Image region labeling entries

- - -

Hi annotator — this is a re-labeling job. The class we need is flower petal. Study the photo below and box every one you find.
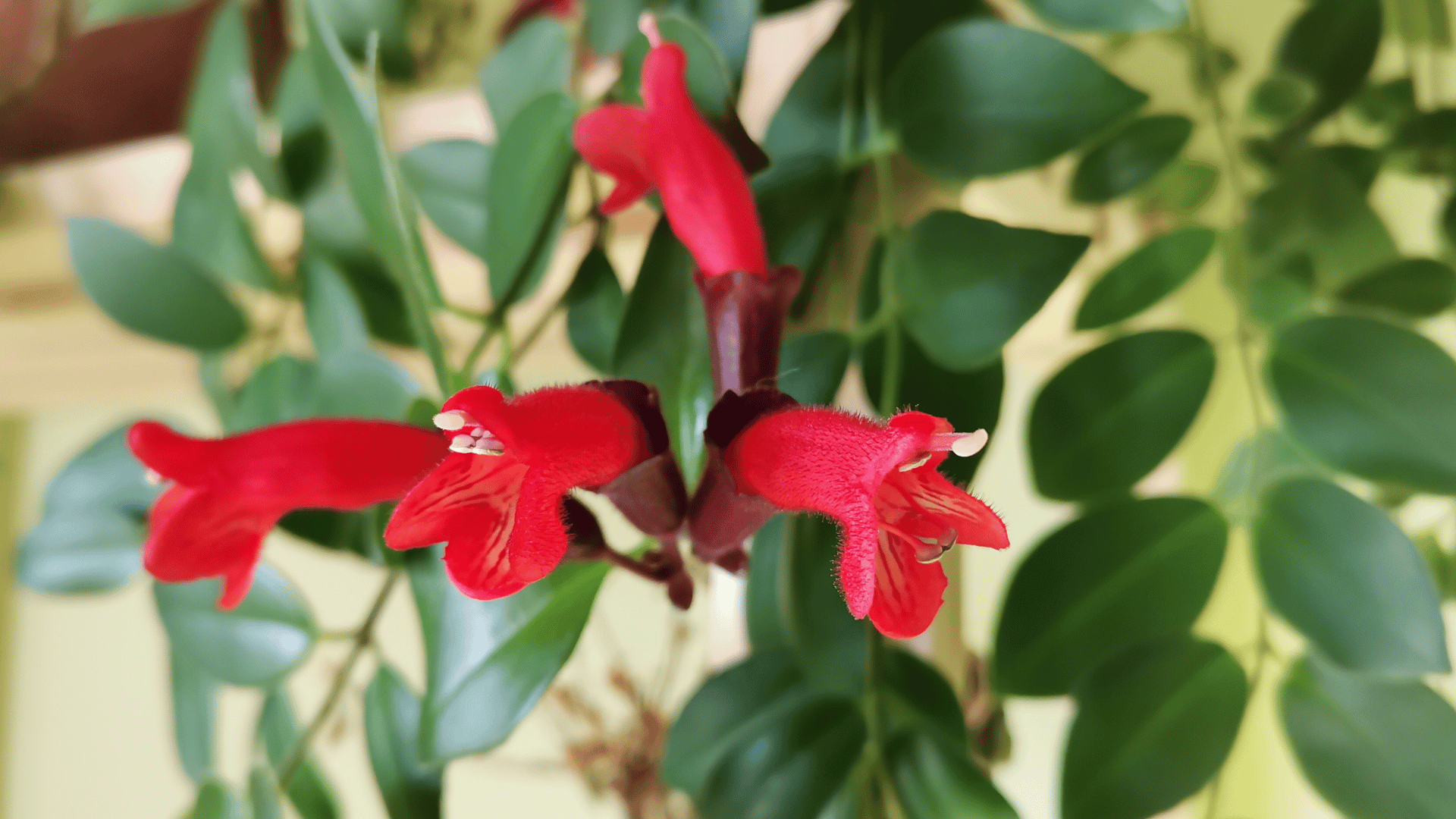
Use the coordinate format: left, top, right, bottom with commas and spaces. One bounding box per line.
573, 105, 654, 215
640, 42, 769, 277
869, 532, 946, 640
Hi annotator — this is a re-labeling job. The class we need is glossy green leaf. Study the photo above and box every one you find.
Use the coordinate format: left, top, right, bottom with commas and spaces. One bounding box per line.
890, 210, 1087, 372
888, 19, 1147, 179
168, 648, 220, 784
611, 218, 715, 476
1254, 478, 1450, 676
258, 688, 342, 819
698, 699, 864, 819
1072, 114, 1192, 204
994, 497, 1228, 695
364, 663, 444, 819
1280, 657, 1456, 819
485, 92, 576, 303
1339, 259, 1456, 318
1028, 329, 1214, 500
1027, 0, 1188, 33
153, 563, 318, 686
885, 732, 1016, 819
16, 424, 160, 595
663, 650, 818, 794
779, 514, 872, 697
399, 140, 495, 259
1274, 0, 1383, 130
585, 0, 646, 55
744, 514, 789, 651
779, 329, 850, 403
481, 16, 573, 136
67, 215, 247, 350
1268, 316, 1456, 494
188, 780, 249, 819
406, 547, 609, 764
1062, 637, 1249, 819
1076, 226, 1219, 329
563, 246, 626, 373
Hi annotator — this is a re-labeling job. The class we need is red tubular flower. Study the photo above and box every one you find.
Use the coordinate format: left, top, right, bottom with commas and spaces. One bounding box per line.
127, 419, 446, 609
384, 381, 665, 601
723, 406, 1008, 640
575, 30, 769, 278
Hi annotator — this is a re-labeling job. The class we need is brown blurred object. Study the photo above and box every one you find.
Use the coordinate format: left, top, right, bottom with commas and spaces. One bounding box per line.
0, 0, 288, 166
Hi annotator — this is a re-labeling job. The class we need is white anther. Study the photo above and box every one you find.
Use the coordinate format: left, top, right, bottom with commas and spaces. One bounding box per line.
434, 410, 464, 433
951, 430, 992, 457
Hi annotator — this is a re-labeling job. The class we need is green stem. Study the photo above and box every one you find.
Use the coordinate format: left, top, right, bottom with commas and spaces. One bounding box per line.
278, 570, 403, 791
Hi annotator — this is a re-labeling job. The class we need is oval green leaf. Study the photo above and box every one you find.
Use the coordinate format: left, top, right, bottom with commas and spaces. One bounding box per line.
1268, 316, 1456, 494
994, 497, 1228, 695
1062, 637, 1249, 819
65, 215, 247, 350
1076, 226, 1219, 329
1028, 329, 1214, 500
888, 19, 1147, 179
1072, 114, 1192, 204
153, 563, 318, 686
890, 210, 1089, 372
1254, 478, 1450, 676
1280, 657, 1456, 819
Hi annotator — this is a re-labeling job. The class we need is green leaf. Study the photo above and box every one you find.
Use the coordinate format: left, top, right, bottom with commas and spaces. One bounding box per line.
1254, 478, 1450, 676
169, 648, 218, 784
563, 246, 626, 373
1027, 0, 1188, 33
994, 497, 1228, 697
698, 690, 864, 819
406, 547, 609, 762
585, 0, 646, 57
888, 20, 1147, 179
1062, 637, 1249, 819
779, 329, 850, 403
364, 663, 444, 819
65, 215, 247, 350
611, 218, 714, 475
485, 93, 578, 310
1268, 316, 1456, 494
399, 140, 495, 259
1076, 226, 1219, 329
779, 514, 871, 697
481, 16, 573, 136
890, 210, 1089, 372
1339, 259, 1456, 319
1274, 0, 1383, 131
1280, 657, 1456, 819
663, 651, 818, 795
885, 732, 1016, 819
188, 780, 247, 819
258, 686, 342, 819
1028, 329, 1214, 500
153, 563, 318, 686
744, 514, 789, 651
1072, 114, 1192, 204
16, 422, 160, 595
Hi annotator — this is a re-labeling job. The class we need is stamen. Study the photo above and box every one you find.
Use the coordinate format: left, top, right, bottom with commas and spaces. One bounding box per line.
432, 410, 466, 433
930, 430, 992, 457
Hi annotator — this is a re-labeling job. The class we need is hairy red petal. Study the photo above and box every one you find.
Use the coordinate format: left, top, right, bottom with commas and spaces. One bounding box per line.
573, 105, 655, 215
869, 532, 946, 640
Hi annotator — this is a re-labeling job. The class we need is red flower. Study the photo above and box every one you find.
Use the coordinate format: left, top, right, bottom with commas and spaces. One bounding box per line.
723, 406, 1008, 640
127, 419, 446, 609
500, 0, 576, 39
575, 17, 769, 278
384, 381, 652, 601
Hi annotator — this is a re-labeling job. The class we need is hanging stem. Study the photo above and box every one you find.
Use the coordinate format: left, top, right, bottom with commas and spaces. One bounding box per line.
278, 568, 403, 791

- - -

» Task to complete
Please gather every line of the records above that contains the word "petal" and copy each one in full.

» Exercise response
Hi annotator — this is a re-labeling job. The class we need is flower petal. Study the photo below and box every one you find.
Hi annotator — this is a re-labeling job. The class we need is hairy red petal. Study the photo above and box every one you find.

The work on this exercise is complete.